____ Source data

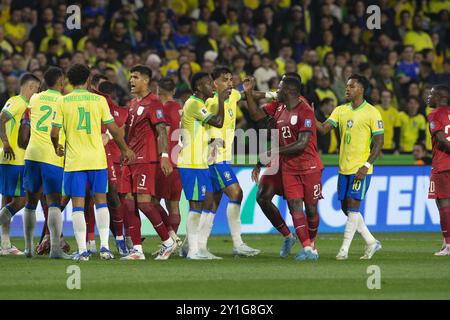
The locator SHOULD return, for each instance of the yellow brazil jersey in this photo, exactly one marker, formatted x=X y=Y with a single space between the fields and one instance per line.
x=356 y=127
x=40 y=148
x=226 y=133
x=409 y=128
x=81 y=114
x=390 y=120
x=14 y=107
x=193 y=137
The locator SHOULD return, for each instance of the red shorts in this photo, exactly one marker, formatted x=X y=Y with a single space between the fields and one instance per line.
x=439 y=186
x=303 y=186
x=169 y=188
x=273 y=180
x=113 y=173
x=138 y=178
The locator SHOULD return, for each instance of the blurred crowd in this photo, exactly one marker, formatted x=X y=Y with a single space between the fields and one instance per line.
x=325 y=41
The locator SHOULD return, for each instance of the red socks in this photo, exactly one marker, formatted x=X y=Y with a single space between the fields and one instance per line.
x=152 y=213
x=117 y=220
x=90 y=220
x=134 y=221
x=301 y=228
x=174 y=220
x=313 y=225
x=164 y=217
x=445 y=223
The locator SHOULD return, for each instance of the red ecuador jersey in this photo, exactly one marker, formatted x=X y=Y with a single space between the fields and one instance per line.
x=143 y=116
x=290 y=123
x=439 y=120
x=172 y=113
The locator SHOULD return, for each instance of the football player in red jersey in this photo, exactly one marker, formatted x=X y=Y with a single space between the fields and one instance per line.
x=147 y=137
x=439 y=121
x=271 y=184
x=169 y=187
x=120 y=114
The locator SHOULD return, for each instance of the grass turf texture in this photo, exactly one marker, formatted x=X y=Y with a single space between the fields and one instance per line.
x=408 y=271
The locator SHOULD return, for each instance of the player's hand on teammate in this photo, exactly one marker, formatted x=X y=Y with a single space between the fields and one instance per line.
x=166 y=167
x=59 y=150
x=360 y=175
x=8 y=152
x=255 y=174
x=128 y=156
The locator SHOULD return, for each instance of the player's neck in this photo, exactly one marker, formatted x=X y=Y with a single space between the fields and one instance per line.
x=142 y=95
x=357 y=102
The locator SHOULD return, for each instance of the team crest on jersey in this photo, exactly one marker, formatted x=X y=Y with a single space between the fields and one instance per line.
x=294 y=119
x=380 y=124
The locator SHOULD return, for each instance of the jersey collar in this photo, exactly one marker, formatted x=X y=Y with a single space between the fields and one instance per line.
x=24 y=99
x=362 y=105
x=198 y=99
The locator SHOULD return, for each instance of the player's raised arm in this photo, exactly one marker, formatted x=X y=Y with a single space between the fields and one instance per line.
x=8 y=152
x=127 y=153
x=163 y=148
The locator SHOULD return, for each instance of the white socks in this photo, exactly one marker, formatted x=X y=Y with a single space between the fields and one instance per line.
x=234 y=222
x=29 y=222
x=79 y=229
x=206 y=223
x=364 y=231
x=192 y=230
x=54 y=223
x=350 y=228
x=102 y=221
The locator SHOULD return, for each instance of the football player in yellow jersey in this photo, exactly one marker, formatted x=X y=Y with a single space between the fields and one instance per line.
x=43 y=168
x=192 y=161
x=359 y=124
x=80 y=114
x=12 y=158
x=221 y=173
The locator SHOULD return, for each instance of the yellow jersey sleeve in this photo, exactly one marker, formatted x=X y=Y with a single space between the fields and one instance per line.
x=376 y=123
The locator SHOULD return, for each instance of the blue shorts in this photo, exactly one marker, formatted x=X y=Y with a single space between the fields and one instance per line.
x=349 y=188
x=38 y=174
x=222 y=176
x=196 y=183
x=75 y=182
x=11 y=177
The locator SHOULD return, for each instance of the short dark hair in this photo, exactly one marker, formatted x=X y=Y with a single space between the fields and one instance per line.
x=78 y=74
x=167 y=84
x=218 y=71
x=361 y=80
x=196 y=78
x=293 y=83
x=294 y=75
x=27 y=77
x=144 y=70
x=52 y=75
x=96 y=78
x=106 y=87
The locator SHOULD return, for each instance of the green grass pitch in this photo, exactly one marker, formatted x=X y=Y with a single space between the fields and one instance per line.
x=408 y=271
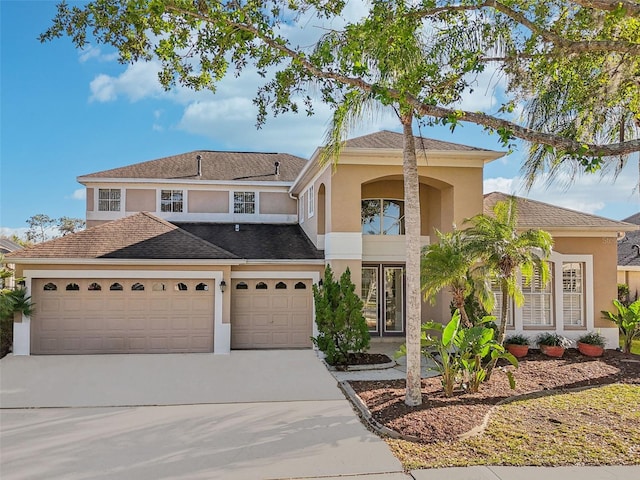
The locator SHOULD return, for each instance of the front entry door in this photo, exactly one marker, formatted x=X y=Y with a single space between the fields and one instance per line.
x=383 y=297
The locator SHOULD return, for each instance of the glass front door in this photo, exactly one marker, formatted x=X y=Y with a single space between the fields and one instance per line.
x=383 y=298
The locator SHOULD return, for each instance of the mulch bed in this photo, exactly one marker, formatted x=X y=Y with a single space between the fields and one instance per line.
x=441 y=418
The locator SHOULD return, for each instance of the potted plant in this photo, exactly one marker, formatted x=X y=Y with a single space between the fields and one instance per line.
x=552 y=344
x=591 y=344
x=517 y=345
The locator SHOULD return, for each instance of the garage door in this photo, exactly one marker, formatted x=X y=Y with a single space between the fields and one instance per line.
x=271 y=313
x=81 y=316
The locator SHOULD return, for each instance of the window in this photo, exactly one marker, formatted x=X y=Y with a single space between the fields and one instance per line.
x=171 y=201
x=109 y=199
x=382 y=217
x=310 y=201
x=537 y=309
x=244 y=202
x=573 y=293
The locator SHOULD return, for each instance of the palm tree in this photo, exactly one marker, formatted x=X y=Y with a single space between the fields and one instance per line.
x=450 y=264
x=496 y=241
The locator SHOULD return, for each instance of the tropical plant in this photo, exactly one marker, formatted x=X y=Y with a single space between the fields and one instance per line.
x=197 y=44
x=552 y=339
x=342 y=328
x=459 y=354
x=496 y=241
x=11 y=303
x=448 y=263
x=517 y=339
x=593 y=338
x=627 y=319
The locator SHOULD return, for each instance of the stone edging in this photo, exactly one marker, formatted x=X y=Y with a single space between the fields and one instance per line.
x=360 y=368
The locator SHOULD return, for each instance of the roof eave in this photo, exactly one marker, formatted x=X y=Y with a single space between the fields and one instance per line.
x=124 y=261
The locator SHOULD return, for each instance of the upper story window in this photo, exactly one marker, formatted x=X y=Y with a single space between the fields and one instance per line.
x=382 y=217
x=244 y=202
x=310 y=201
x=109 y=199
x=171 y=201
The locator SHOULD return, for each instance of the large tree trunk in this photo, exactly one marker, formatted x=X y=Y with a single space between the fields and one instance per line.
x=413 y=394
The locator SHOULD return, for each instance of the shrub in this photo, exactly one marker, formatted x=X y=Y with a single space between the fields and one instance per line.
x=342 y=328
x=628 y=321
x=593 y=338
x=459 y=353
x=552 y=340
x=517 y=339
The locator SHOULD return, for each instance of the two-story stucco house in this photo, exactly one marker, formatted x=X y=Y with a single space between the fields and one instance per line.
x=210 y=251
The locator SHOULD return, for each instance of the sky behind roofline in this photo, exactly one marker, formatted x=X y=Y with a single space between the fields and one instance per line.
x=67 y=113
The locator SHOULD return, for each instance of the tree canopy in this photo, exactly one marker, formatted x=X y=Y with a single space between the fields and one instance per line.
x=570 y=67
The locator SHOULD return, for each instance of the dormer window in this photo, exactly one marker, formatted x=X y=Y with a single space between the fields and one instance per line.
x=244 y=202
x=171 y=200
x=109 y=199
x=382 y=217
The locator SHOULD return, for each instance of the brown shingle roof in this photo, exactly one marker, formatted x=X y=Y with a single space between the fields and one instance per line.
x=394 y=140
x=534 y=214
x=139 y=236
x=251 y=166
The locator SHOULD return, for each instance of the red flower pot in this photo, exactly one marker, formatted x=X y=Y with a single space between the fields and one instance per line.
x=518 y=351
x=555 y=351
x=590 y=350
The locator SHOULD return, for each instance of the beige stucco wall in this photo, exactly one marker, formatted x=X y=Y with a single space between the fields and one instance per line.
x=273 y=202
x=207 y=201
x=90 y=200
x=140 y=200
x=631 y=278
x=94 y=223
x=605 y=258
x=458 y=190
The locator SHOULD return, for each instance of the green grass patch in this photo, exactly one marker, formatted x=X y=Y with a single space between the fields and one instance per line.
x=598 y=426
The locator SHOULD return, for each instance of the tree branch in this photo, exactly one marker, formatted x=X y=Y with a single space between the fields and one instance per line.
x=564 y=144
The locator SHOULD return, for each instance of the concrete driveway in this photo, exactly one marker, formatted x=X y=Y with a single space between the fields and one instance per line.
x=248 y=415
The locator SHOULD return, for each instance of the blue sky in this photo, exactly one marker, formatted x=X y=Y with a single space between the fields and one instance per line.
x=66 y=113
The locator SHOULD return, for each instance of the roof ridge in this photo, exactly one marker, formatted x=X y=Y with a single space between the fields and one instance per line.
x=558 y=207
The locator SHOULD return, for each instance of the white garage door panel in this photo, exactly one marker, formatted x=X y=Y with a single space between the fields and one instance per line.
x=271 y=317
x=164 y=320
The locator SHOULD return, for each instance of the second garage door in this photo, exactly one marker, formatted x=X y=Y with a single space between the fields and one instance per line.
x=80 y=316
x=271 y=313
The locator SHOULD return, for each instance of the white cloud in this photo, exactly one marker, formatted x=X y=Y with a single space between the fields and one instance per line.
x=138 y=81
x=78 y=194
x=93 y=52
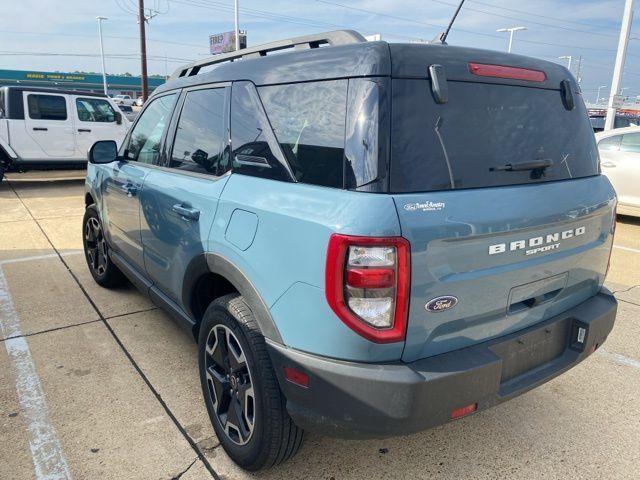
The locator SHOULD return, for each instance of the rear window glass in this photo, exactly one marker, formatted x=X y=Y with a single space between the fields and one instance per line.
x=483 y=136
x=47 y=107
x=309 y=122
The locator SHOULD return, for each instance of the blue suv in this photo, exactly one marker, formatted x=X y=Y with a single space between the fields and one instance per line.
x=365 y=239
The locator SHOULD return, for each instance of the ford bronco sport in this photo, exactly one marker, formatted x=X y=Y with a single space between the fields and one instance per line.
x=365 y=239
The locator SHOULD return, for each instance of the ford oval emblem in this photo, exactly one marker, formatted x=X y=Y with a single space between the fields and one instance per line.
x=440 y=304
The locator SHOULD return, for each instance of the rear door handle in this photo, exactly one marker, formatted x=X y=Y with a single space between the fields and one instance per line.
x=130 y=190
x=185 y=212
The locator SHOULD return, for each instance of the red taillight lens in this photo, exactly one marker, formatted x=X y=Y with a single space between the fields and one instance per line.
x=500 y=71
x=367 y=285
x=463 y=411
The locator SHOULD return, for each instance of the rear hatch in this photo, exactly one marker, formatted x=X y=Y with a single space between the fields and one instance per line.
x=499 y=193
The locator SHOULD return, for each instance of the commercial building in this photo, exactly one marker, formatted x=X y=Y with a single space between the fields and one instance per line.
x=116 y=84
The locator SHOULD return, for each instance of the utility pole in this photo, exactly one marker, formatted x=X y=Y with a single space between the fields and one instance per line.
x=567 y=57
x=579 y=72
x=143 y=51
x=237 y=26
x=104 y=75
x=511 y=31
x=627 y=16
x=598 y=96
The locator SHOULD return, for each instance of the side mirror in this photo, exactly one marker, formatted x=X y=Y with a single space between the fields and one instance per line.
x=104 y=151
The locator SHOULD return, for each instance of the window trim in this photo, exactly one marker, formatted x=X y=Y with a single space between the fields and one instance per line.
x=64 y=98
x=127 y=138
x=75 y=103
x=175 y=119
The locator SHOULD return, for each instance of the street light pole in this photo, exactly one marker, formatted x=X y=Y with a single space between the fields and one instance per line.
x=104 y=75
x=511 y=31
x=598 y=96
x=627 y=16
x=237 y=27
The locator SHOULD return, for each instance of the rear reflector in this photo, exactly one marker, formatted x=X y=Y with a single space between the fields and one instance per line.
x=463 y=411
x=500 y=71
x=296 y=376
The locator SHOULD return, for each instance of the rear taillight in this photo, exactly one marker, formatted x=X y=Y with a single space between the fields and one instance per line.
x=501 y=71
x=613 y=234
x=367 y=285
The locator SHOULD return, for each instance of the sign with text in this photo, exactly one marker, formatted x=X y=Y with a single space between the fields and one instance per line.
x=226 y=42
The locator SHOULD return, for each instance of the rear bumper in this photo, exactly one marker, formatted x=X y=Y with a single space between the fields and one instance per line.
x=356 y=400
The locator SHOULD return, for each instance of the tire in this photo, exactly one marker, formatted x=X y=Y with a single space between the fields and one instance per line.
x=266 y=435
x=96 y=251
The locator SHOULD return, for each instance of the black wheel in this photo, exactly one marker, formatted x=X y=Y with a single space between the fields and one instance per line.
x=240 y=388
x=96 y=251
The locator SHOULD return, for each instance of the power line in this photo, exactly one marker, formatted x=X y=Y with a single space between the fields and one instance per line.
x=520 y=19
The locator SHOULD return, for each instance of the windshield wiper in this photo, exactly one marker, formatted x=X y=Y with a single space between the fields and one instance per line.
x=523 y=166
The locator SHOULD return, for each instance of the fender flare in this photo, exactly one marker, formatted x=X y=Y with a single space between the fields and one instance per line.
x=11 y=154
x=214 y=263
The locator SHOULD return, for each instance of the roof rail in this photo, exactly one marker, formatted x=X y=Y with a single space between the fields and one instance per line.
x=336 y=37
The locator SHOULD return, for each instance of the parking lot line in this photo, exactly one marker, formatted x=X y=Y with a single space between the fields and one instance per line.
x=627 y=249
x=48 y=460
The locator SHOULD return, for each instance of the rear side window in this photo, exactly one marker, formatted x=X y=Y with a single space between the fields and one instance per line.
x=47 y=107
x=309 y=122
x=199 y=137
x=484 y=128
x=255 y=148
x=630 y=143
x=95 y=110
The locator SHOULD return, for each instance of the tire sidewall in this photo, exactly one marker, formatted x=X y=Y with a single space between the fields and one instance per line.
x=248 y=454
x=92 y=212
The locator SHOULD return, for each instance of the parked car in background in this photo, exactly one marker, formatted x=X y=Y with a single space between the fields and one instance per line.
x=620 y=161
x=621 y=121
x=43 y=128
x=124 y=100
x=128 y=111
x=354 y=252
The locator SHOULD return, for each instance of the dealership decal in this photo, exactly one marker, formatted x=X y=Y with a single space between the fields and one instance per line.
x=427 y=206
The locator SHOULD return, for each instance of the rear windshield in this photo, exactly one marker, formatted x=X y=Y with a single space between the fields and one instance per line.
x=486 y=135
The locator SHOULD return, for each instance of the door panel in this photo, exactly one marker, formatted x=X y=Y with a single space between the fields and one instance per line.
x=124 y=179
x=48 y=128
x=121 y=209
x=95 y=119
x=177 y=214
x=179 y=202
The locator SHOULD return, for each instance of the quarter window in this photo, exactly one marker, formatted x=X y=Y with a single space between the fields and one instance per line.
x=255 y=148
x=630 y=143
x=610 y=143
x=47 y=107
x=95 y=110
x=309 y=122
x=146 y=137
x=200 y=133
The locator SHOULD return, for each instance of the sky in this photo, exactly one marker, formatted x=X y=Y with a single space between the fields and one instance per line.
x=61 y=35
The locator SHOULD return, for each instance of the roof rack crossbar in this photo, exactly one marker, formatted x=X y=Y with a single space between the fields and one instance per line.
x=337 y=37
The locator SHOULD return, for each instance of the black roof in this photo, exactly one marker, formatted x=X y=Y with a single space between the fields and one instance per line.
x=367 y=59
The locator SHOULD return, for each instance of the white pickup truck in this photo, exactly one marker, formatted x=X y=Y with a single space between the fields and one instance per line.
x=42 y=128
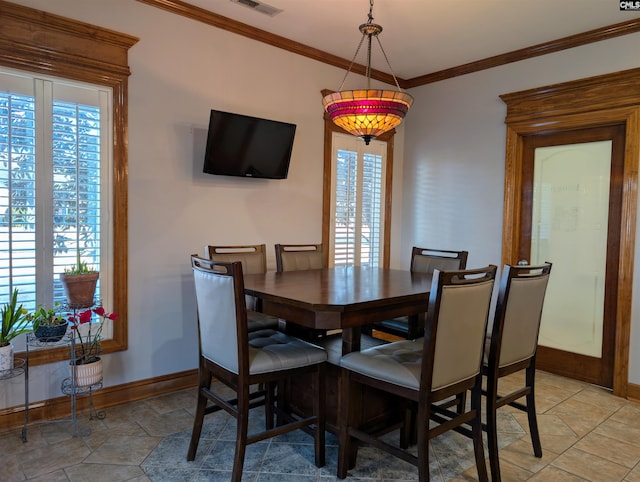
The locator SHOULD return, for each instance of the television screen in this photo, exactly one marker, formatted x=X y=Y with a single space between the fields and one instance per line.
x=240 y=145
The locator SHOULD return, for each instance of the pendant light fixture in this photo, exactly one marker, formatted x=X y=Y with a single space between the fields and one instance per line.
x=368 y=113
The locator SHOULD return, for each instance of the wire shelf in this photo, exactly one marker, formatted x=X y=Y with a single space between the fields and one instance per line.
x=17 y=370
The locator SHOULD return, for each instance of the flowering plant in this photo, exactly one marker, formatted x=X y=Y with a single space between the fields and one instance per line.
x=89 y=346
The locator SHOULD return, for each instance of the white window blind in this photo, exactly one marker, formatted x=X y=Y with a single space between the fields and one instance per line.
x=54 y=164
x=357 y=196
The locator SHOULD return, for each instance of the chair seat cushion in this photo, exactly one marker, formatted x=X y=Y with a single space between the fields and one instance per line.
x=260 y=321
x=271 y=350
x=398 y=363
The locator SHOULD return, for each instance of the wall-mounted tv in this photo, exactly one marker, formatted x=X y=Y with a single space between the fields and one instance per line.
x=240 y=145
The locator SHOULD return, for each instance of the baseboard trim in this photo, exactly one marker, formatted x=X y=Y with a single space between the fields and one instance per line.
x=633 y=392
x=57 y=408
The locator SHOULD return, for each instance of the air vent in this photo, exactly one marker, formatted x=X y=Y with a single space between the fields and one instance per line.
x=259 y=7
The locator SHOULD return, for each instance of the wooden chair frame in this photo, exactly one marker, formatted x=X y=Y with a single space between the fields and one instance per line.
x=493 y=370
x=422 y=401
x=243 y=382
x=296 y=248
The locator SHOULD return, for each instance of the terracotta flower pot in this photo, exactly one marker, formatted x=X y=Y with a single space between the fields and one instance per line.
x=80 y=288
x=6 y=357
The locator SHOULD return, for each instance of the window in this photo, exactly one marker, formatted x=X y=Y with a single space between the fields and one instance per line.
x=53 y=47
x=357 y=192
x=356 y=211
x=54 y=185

________

### Problem requirements
Begin at the line that has "The locator SHOULD return, for each instance of the door" and stop after the line that has "x=179 y=202". Rewrite those lines with "car door" substituted for "door panel", keeping everything else the same.

### Solution for this task
The locator SHOULD return, for each instance of the car door in this photo, exactly one marker, formatted x=X y=Y with a single space between the fields and one instance per line.
x=124 y=179
x=48 y=128
x=121 y=209
x=95 y=119
x=177 y=214
x=179 y=202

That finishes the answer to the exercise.